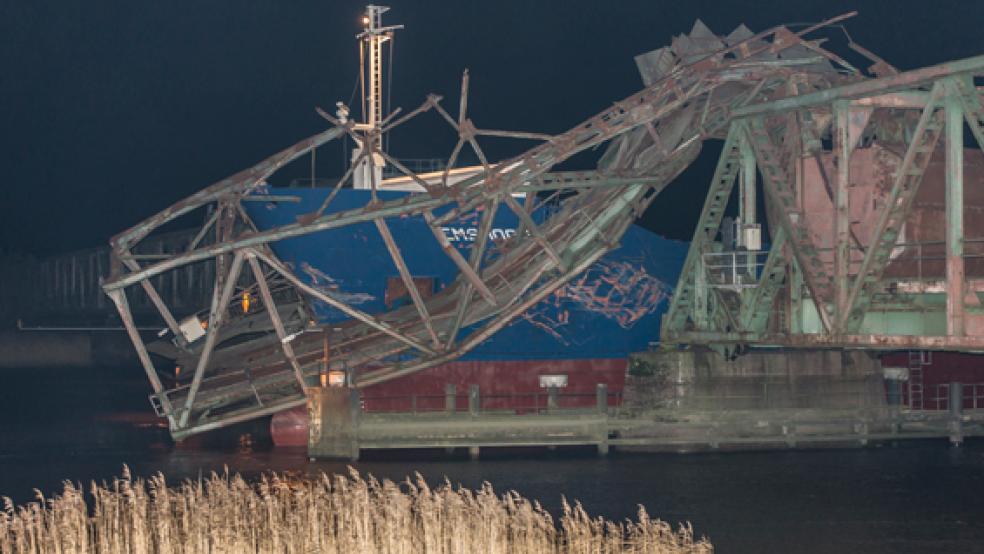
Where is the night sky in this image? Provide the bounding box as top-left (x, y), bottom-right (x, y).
top-left (0, 0), bottom-right (984, 255)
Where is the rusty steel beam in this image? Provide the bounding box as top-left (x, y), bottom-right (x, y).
top-left (178, 252), bottom-right (243, 427)
top-left (838, 85), bottom-right (943, 332)
top-left (120, 257), bottom-right (184, 342)
top-left (374, 219), bottom-right (441, 342)
top-left (424, 210), bottom-right (498, 306)
top-left (251, 250), bottom-right (434, 354)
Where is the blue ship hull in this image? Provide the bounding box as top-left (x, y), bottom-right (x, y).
top-left (247, 188), bottom-right (687, 361)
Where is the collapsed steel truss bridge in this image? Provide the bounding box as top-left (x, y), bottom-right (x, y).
top-left (104, 10), bottom-right (984, 438)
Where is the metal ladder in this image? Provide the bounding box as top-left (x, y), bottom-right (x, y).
top-left (909, 350), bottom-right (933, 410)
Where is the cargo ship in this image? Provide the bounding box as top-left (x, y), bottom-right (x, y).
top-left (181, 6), bottom-right (688, 446)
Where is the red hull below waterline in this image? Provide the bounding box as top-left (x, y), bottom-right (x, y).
top-left (270, 358), bottom-right (628, 446)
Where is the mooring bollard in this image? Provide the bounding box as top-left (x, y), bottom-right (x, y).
top-left (468, 385), bottom-right (479, 416)
top-left (595, 383), bottom-right (608, 414)
top-left (444, 383), bottom-right (458, 414)
top-left (547, 386), bottom-right (560, 412)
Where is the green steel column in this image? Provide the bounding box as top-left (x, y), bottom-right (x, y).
top-left (738, 137), bottom-right (757, 230)
top-left (738, 136), bottom-right (761, 280)
top-left (944, 89), bottom-right (965, 336)
top-left (834, 102), bottom-right (851, 332)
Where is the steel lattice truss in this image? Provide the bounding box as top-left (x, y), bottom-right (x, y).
top-left (104, 10), bottom-right (984, 437)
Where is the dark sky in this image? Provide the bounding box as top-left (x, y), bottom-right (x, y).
top-left (0, 0), bottom-right (984, 254)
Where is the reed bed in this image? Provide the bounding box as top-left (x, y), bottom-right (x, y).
top-left (0, 467), bottom-right (713, 554)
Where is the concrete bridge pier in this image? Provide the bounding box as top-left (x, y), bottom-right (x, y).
top-left (949, 383), bottom-right (963, 446)
top-left (305, 387), bottom-right (361, 461)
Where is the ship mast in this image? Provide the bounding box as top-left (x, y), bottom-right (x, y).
top-left (352, 4), bottom-right (403, 189)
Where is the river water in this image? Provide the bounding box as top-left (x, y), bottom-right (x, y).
top-left (0, 369), bottom-right (984, 552)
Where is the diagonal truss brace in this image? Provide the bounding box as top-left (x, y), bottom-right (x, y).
top-left (733, 118), bottom-right (833, 332)
top-left (246, 252), bottom-right (305, 390)
top-left (837, 82), bottom-right (944, 333)
top-left (740, 227), bottom-right (786, 333)
top-left (179, 251), bottom-right (243, 427)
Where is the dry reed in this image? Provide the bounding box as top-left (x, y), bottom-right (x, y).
top-left (0, 467), bottom-right (713, 554)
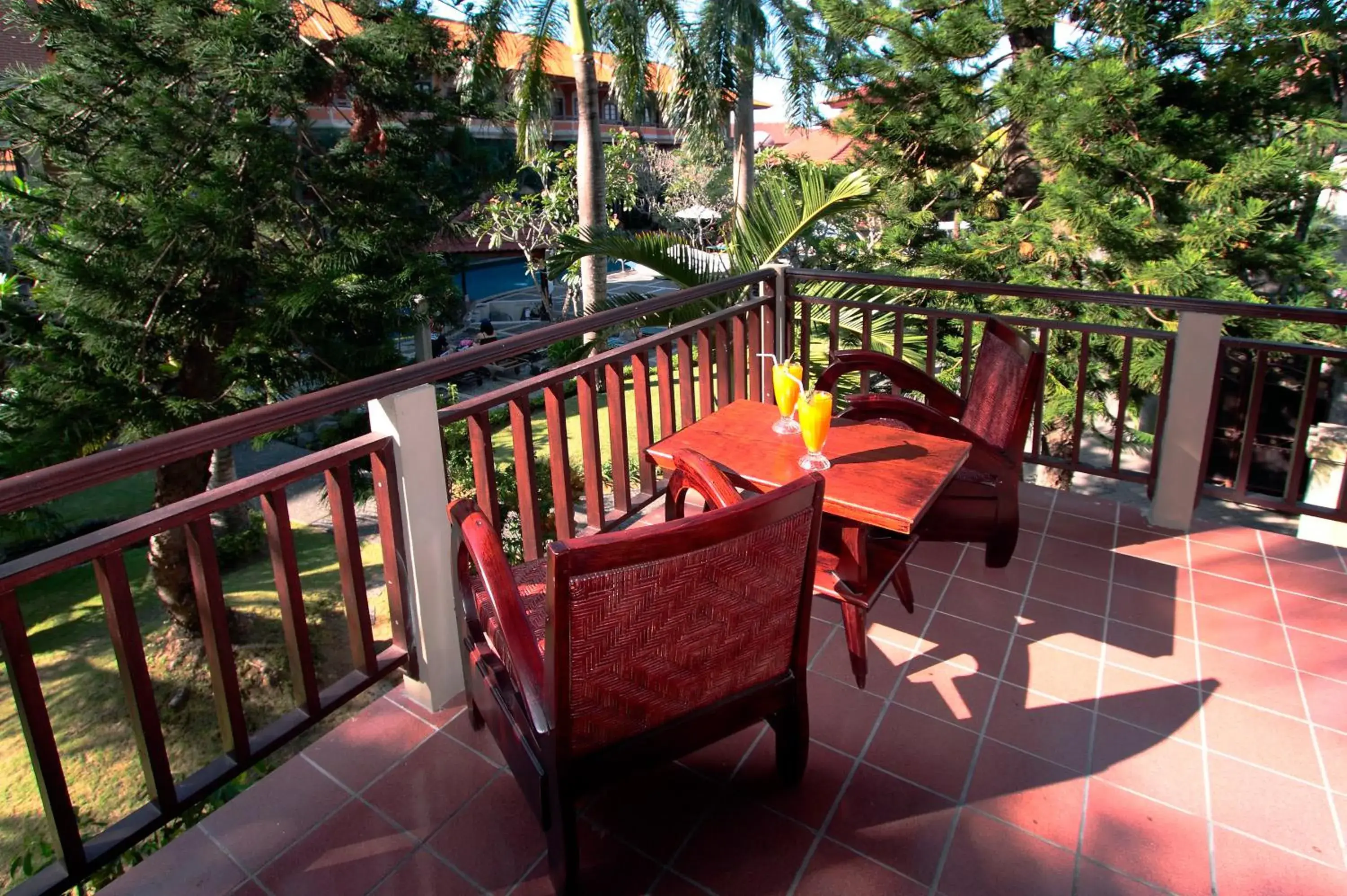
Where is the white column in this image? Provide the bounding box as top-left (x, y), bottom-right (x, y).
top-left (369, 385), bottom-right (463, 710)
top-left (1150, 311), bottom-right (1224, 531)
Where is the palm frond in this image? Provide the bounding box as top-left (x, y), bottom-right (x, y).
top-left (513, 0), bottom-right (562, 159)
top-left (730, 167), bottom-right (874, 267)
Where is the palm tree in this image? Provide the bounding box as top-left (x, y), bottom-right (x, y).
top-left (675, 0), bottom-right (824, 217)
top-left (471, 0), bottom-right (682, 322)
top-left (550, 166), bottom-right (925, 380)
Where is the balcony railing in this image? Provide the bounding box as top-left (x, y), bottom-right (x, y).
top-left (0, 268), bottom-right (1347, 895)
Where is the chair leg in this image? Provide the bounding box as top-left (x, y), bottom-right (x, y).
top-left (987, 526), bottom-right (1020, 570)
top-left (467, 682), bottom-right (486, 732)
top-left (768, 699), bottom-right (810, 787)
top-left (547, 787), bottom-right (581, 896)
top-left (842, 602), bottom-right (870, 690)
top-left (893, 562), bottom-right (917, 613)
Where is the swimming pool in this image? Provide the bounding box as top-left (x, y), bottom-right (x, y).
top-left (459, 259), bottom-right (622, 302)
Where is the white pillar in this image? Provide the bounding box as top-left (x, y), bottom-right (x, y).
top-left (1150, 311), bottom-right (1224, 531)
top-left (369, 385), bottom-right (463, 710)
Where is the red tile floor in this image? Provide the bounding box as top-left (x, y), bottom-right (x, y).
top-left (105, 489), bottom-right (1347, 896)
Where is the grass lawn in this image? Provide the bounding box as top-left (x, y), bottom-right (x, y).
top-left (0, 525), bottom-right (389, 891)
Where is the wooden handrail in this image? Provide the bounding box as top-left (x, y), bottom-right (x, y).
top-left (785, 268), bottom-right (1347, 327)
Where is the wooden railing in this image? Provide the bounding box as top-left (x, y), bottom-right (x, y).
top-left (0, 268), bottom-right (1347, 896)
top-left (784, 268), bottom-right (1347, 520)
top-left (0, 272), bottom-right (770, 896)
top-left (439, 275), bottom-right (776, 549)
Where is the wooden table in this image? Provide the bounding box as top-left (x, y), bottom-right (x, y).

### [What to produce]
Print the lines of the records exactly, starting at the line that contains "Where is the mooring" and stopping after the line that contains "top-left (0, 369), bottom-right (984, 552)", both included.

### [Expected answer]
Where is the mooring bollard in this image? Provide the bounding box as top-left (x, y), bottom-right (x, y).
top-left (468, 385), bottom-right (479, 416)
top-left (595, 383), bottom-right (608, 414)
top-left (444, 383), bottom-right (458, 414)
top-left (547, 386), bottom-right (560, 412)
Where is the green steel column in this image? Provide the bounding box as top-left (x, y), bottom-right (x, y).
top-left (738, 137), bottom-right (757, 230)
top-left (738, 136), bottom-right (761, 280)
top-left (944, 89), bottom-right (965, 336)
top-left (834, 102), bottom-right (851, 332)
Where is the steel lattice truss in this image? Provide the bounding box as top-left (x, y), bottom-right (x, y).
top-left (104, 10), bottom-right (984, 437)
Where is the dark sky in this image? Provide the bounding box as top-left (x, y), bottom-right (x, y).
top-left (0, 0), bottom-right (984, 254)
Where is the reed bed in this image? Provide the bounding box as top-left (x, y), bottom-right (x, y).
top-left (0, 467), bottom-right (713, 554)
Where is the concrete bridge pier in this image? Provide the bounding box as top-left (x, y), bottom-right (x, y).
top-left (949, 383), bottom-right (963, 446)
top-left (305, 387), bottom-right (361, 461)
Where is the ship mast in this image? Provide the bounding box as top-left (x, y), bottom-right (x, y).
top-left (352, 4), bottom-right (403, 189)
Where is the river water in this image? Provide the bounding box as top-left (x, y), bottom-right (x, y).
top-left (0, 369), bottom-right (984, 552)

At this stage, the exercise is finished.